───── Data for this task

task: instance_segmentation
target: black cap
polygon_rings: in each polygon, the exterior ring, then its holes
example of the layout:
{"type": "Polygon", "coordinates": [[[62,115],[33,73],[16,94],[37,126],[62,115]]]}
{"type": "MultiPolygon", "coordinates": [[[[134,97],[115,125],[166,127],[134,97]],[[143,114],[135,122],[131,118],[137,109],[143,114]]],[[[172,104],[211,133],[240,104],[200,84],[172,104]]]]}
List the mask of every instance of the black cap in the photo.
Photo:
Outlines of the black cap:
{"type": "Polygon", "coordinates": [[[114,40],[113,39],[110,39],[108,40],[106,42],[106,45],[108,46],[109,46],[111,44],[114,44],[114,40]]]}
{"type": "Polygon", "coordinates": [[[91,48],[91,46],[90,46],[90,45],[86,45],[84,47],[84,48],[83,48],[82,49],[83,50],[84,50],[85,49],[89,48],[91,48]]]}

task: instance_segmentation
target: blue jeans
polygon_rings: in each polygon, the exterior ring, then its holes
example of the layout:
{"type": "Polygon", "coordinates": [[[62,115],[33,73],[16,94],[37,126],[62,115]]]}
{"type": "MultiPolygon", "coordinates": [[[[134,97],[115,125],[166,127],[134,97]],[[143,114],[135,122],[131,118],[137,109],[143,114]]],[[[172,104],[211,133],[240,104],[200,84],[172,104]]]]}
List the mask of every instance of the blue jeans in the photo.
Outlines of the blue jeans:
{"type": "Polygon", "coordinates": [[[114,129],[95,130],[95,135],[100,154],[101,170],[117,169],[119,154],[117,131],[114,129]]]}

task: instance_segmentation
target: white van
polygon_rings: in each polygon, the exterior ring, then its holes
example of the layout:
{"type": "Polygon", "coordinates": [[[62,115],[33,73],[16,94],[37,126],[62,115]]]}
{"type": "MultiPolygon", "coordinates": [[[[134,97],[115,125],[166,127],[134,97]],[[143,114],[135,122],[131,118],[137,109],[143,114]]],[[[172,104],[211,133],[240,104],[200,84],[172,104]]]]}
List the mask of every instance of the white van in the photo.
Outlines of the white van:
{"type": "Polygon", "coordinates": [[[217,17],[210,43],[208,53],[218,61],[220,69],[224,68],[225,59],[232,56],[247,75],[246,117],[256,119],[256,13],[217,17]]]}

──────────

Exercise aim:
Nothing may be left out: return each entry exactly as it reads.

Exercise response:
task: instance_segmentation
target: black cap
polygon_rings: in each polygon, the exterior ring, then its holes
example of the layout:
{"type": "Polygon", "coordinates": [[[62,115],[33,73],[16,94],[37,126],[62,115]]]}
{"type": "MultiPolygon", "coordinates": [[[[134,97],[115,125],[166,127],[134,97]],[[143,114],[135,122],[131,118],[137,109],[143,114]]],[[[172,104],[211,133],[240,104],[200,84],[172,104]]]]}
List the mask of every instance of the black cap in the photo.
Photo:
Outlines of the black cap:
{"type": "Polygon", "coordinates": [[[114,40],[113,39],[110,39],[108,40],[106,42],[106,45],[108,46],[109,46],[111,44],[114,44],[114,40]]]}
{"type": "Polygon", "coordinates": [[[91,48],[91,46],[90,46],[90,45],[86,45],[84,47],[84,48],[83,48],[82,49],[83,50],[84,50],[85,49],[89,48],[91,48]]]}

task: instance_segmentation
target: blue jeans
polygon_rings: in each polygon, the exterior ring, then its holes
example of the layout:
{"type": "Polygon", "coordinates": [[[62,115],[33,73],[16,94],[37,126],[62,115]]]}
{"type": "MultiPolygon", "coordinates": [[[[134,97],[115,125],[166,127],[134,97]],[[143,114],[135,122],[131,118],[137,109],[143,114]]],[[[172,104],[211,133],[240,104],[200,84],[172,104]]]]}
List the mask of every instance of the blue jeans in the photo.
Outlines of the blue jeans:
{"type": "Polygon", "coordinates": [[[114,129],[95,130],[95,135],[100,154],[101,170],[117,169],[119,154],[117,131],[114,129]]]}

task: instance_segmentation
target: white van
polygon_rings: in each polygon, the exterior ring, then its holes
example of the layout:
{"type": "Polygon", "coordinates": [[[62,115],[33,73],[16,94],[37,126],[62,115]]]}
{"type": "MultiPolygon", "coordinates": [[[[134,97],[115,125],[166,127],[134,97]],[[143,114],[135,122],[131,118],[137,109],[143,114]]],[[[172,104],[211,133],[240,104],[200,84],[172,104]]]]}
List the mask of every instance of the white van in the photo.
Outlines of the white van:
{"type": "Polygon", "coordinates": [[[217,17],[210,43],[208,53],[218,61],[220,69],[224,68],[225,59],[232,56],[247,75],[246,117],[256,119],[256,13],[217,17]]]}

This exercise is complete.